§ **Task input**:
§

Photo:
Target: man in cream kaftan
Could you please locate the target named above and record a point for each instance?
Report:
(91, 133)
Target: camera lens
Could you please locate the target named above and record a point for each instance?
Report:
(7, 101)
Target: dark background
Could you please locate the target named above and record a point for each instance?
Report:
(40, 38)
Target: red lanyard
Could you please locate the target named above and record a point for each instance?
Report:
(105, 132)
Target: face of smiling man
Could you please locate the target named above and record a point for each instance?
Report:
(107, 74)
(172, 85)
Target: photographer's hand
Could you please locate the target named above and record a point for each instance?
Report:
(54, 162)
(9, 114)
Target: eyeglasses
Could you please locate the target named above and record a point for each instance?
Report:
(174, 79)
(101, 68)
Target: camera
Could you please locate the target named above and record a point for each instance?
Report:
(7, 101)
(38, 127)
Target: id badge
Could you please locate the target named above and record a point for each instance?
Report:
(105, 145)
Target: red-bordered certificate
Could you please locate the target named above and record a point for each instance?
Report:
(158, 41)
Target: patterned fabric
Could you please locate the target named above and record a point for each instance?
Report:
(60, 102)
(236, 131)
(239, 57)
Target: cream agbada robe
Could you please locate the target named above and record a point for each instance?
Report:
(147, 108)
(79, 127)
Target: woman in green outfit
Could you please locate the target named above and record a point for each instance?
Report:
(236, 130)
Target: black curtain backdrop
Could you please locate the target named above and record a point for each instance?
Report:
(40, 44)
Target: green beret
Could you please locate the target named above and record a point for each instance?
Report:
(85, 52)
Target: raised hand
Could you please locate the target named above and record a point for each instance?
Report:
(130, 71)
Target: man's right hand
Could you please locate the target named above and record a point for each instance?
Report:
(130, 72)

§

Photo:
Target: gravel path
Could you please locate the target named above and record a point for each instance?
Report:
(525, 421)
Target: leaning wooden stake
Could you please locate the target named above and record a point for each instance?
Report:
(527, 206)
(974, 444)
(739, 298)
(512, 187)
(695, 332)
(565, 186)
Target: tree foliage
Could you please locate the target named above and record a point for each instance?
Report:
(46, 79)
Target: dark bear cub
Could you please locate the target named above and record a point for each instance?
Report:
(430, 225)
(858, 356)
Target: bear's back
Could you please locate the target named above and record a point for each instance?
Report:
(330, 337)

§

§ **Work item**: Take the entries above and copy out all lines with the string "hand".

§ **Solution to this task**:
Target: photographer's hand
Target: raised hand
Target: man's right hand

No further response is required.